> **Text provided**:
Place & P.Contorta
- 1 day ago
- 4 min read
Growing up in Hawke’s Bay, I spent an embarrassingly lengthy section of my childhood thinking conifers were native. If you’d spent schoolcamp tramping ridgelines of the Kaweka ranges, perhaps you too, could be forgiven.

In 1958, the New Zealand Forestry Service (DOC’s predecessor), generously aerial seeded P.Contorta across the Kaweka Range in a bid to ‘control’ alpine erosion. Five years later, officials reported a 'satisfactory' stocking density of 620-740 seedlings per hectare. The geologically active, biodiverse, scree slopes that once defined much of the Kaweka alpine environment were soon smothered in conifers.
P.Contorta, commonly known as the ‘lodgepole pine’ is the most abundant tree in Canada’s British Columbia. Tolerant of extreme cold, nutrient stripped soil, high-alpine environments and with a prolific capacity to seed from 12-years of age, it’s no surprise that a tree which thrived in the harsh wilderness of Canada had no issue invading landscapes within New Zealand’s moderate climate. For a species attuned to extreme winters, alpine fire cycles and nutrient-poor mountain soils, New Zealand must feel like training for a marathon only to be asked to stroll around the block.

[Segmentation labeling items]
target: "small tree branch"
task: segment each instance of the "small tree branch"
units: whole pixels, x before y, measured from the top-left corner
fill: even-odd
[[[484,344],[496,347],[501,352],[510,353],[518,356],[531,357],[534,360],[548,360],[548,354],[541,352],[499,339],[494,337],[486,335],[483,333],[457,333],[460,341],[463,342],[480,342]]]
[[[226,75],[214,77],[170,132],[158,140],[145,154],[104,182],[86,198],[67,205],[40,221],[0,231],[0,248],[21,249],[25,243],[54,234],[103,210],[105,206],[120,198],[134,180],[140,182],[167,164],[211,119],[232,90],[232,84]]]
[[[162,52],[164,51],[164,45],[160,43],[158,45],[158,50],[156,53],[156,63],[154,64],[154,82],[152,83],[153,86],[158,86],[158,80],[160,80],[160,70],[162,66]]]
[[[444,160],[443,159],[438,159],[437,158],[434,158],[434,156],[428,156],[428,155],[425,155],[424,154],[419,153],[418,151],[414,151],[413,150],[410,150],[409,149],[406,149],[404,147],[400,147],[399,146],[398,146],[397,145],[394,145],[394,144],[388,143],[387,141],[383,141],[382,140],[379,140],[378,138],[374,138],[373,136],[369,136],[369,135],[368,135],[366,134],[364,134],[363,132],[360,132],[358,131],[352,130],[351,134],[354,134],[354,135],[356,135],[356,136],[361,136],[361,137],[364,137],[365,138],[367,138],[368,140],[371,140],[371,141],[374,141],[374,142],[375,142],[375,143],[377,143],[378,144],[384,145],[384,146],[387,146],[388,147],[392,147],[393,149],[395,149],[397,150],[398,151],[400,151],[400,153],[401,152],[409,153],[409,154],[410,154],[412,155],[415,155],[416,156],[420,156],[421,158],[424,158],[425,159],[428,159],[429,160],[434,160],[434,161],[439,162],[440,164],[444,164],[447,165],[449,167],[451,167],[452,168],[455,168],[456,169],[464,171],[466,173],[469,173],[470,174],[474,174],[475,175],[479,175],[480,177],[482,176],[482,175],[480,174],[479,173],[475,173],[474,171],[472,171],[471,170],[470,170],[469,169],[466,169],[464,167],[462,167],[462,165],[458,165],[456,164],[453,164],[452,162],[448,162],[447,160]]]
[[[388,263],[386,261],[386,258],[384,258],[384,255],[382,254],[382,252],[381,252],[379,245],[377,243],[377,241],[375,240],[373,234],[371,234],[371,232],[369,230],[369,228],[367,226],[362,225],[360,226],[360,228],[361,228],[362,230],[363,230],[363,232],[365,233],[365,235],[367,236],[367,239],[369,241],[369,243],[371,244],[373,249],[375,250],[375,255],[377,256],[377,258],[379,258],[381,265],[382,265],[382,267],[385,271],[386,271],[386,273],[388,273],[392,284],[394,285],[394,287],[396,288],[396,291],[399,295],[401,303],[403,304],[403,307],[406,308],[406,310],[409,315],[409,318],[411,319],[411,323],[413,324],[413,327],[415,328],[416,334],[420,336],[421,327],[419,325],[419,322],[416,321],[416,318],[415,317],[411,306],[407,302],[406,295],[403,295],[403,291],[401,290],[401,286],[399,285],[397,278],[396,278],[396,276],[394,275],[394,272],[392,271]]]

> **Problems to solve**:
**1)** Return the passage from the article on lodgepole pine in the Kaweka Range that begins at the words "P.Contorta, commonly known" and stops after "around the block.".
**2)** Supply the next part of the article on lodgepole pine in the Kaweka Range, starting after its final sentence.
None of this data is required for the work.

> **The results**:
**1)**
P.Contorta, commonly known as the ‘lodgepole pine’ is the most abundant tree in Canada’s British Columbia. Tolerant of extreme cold, nutrient stripped soil, high-alpine environments and with a prolific capacity to seed from 12-years of age, it’s no surprise that a tree which thrived in the harsh wilderness of Canada had no issue invading landscapes within New Zealand’s moderate climate. For a species attuned to extreme winters, alpine fire cycles and nutrient-poor mountain soils, New Zealand must feel like training for a marathon only to be asked to stroll around the block.

**2)**
Wilding pines is the colloquial term that encompasses the self-seeded descendants of all twenty-five species of invasive conifers introduced to New Zealand. Out of all the introduced species P.Contorta is the most abundant and poses the largest threat.
I am writing this article while on holiday in Fernie, British Columbia, a quaint ski-town located in the Canadian Rockies. The landscape is immense and mountainous, dominated by snow-capped peaks, endless rock slabs and a hearty covering of P.Contorta. Despite a career dedicated to fighting P.Contorta, witnessing these trees make light work of spaces few would venture to, here at least - I feel a sense of admiration.
The extreme seasonality of British Columbia, a region that can experience temperature swings of nearly 80°C between winter lows and summer highs, has ensured that only the toughest of species thrive. When farmers stumbled across this hardy pine, it’s little wonder it was a top-pick for shelter belts in the nutrient stripped plains of Central Otago - afterall, if P.Contorta could survive a Canadian winter, it could survive anything.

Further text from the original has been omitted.